To be done: Identify every line in the records that contains the string "post" and copy each one in full. Matches must have the same capitalization.

* * * * *

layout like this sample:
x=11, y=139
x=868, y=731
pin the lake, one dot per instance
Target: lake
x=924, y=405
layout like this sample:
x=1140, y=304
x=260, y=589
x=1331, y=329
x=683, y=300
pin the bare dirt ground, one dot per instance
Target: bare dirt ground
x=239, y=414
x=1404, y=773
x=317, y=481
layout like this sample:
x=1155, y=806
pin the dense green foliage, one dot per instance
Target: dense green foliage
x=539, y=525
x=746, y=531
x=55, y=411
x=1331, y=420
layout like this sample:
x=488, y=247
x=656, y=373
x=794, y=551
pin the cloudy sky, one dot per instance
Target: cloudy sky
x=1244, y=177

* * * * *

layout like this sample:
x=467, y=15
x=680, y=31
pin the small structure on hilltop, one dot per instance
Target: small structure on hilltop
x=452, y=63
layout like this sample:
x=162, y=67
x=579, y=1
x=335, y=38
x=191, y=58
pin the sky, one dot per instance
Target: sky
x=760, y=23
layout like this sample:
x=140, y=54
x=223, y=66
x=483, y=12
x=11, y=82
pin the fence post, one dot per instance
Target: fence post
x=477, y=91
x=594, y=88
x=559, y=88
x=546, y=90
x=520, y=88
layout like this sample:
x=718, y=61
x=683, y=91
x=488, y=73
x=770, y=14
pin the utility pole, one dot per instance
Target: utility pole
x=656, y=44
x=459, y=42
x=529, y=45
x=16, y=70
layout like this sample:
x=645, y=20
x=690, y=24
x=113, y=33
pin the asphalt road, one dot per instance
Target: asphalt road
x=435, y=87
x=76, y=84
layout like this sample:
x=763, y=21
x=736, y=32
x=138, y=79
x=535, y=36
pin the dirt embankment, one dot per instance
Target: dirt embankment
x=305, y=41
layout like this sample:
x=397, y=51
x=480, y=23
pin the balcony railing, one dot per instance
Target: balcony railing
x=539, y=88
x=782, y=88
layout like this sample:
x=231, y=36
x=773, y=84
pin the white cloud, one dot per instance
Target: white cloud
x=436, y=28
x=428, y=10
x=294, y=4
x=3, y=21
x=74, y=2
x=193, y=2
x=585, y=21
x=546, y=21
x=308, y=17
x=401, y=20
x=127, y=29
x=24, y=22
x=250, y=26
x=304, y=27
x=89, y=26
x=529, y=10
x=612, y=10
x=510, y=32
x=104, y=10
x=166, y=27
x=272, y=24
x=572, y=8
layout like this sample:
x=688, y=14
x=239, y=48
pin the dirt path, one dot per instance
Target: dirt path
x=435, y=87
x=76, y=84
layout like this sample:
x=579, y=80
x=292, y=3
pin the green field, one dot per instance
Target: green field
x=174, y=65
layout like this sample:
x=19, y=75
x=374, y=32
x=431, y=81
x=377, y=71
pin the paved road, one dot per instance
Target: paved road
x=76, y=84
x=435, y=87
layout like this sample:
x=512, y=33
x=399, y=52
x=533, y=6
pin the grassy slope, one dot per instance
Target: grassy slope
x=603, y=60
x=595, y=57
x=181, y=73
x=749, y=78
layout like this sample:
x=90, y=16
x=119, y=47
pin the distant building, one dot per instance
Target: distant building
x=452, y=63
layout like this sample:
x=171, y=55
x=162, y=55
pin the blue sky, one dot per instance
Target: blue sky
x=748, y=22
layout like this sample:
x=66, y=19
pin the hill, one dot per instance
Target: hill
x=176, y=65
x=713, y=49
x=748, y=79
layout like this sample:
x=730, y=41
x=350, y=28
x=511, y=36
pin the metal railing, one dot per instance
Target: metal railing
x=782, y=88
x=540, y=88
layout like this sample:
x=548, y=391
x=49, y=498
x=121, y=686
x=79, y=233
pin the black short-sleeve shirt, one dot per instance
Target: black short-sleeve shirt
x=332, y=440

* * * * *

Response to the task:
pin the fence post, one dot per instance
Target: fence post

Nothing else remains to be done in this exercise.